───── DOCUMENT SECTION ─────

Lets not get sidetracked - the % of soletraders Vs firms is not what this post is about (see Ohtouchy Vs Clubman and Rainyday thread on LOS). Lets stay "on topic" as the squirming phase goes, or before you know it we'll be going 'round the houses' to 'think outside the box' if we are ever going to 'step up to the plate' .....


----------



## ubiquitous (13 Jul 2005)

Well you did say...



> many other professions are predominantly self-employed so you make your own way - its only where professions are structured as firms that the whole "pull" thing might get going.



This appear to indicate that "pull" in the context of recruitment policies is a problem in professional firms, but not so in sole practice firms. As most solicitors appear to operate as sole practices, this seems to contradict your point earlier that "pull" is a serious problem in the legal profession. 

(Honestly I can't see the difference, except to the extent that larger firms would be more likely to have structured recruitment policies, making it less probable for them to use "pull" when recruiting).


----------



## Betsy Og (13 Jul 2005)

ubiquitous said:
			
		

> This appear to indicate that "pull" in the context of recruitment policies is a problem in professional firms, but not so in sole practice firms. ).


 
Much as I hate to get sidetracked into pedantics - a sole practitioner works for himself, therefore goes into business on own, no need to doff the cap to any employer. A firm is a collection of professionals who might employ trainees and therefore the right connections might help getting employment. A sole practice firm must be some form of cross breed.

Anyway, the substantive point is that an architect, for example, to my knowledge could come out of college and start his own practice, therefore free from the potential snag of needing an apprenticeship. An accountant (if they want official qualification) or solicitor does not have this option. 

Hence my point re pull being more important in some sectors than others.

(and, for fear architects need to do an apprenticeship, somebody please post a profession which doesnt require one in case we get diverted into that cul-de-sac)


----------



## ubiquitous (13 Jul 2005)

I still don't get your point. Most accountancy sole practices employ trainees. The same goes for legal sole practices.

Btw, there is no difference between a sole practitioner and a sole practice firm.

───── EXERCISE DATA ─────

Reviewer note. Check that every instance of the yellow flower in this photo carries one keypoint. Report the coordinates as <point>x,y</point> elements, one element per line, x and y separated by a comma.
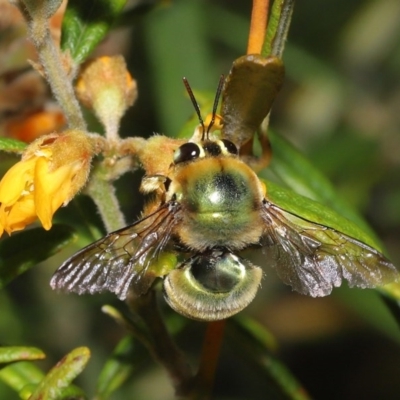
<point>52,170</point>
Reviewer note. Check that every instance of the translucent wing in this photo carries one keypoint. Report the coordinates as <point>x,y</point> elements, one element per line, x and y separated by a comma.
<point>119,259</point>
<point>313,258</point>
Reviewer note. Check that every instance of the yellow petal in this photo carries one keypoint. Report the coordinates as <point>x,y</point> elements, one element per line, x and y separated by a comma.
<point>16,180</point>
<point>22,213</point>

─────

• DIRECTIVE A: Retype the rows word for word, starting at the line with "Reviewer note. Check that every instance of the yellow petal" and going through the last row.
• DIRECTIVE B: Continue the forum thread about whether connections help people get jobs in the professions, starting right after its last post.

• EXPECTED ANSWER A:
Reviewer note. Check that every instance of the yellow petal in this photo carries one keypoint. Report the coordinates as <point>x,y</point> elements, one element per line, x and y separated by a comma.
<point>16,180</point>
<point>22,213</point>

• EXPECTED ANSWER B:
No architect (or anyone else) could realistically open a practice straight from college without having some years relevant work experience.


----------



## Betsy Og (13 Jul 2005)

ubiquitous said:
			
		

> Btw, there is no difference between a sole practitioner and a sole practice firm.
> .


 
This post will be deleted if not edited immediately wept.....

maybe try rereading the posts below - or better still just forget that minute sidetracking issue and comment on the substantive points.

re the above, I never heard of a one person firm, thats a bit like a 1 man team (and I'm not talking about Matty Forde or Kieran McDonald!)


----------



## ubiquitous (13 Jul 2005)

It is customary for anyone who sets themselves up as an accountant, solicitor, auctioneer, mortgage broker, architect, engineer etc to denote themselves as a firm regardless of whether they have employees. As such some of your comments such as 


> in the context of "pull", it's mainly employment prospects in firms that the issue would come up.


 appear to be me to be largely meaningless.


----------



## Betsy Og (14 Jul 2005)

ubiquitous said:
			
		

> It is customary for anyone who sets themselves up as an accountant, solicitor, auctioneer, mortgage broker, architect, engineer etc to denote themselves as a firm regardless of whether they have employees. As such some of your comments such as
> appear to be me to be largely meaningless.


 
Well I'm afraid if you cant make that "quantum leap" of imagination then I cant help you, there's only so far back you can start explaining something before it becomes tedious and unproductive.


----------



## Vanilla (14 Jul 2005)

> comment on the substantive points


 
The problem is that you don't seem to have any substantive points. You said solicitors shouldnt charge on a percentage basis, and you 've been told they don't anymore. You said you had 'issues' with the fact that apprentices need 'pull' to get an apprenticeship, and you've been told thats not true ( although like many other jobs, sometimes who you know CAN help, you don't need to know anyone to get an apprenticeship or indeed to get the better positions- thats down to academic results, practical experience and just simply being the better candidate for whatever reason). Finally you talk about the 'strange fetish bullshit' that, according to you, pervades the legal profession, but the only ones you mention are caps & gowns and devilling- which belong to the barristers side of the profession. In relation to those, devilling is just a term for an apprenticeship- what is your problem with it exactly? In relation to the cap & gown, what is your problem with that? By no means am I advocating the cap & gown, I'm simply trying to point out to you that for people to reply to you, you have to elaborate on what exactly you are complaining about.


----------



## Ham Slicer (14 Jul 2005)

Vanilla said:
			
		

> The problem is that you don't seem to have any substantive points.



Have to agree with Vanilla.  

This thread is going nowhere.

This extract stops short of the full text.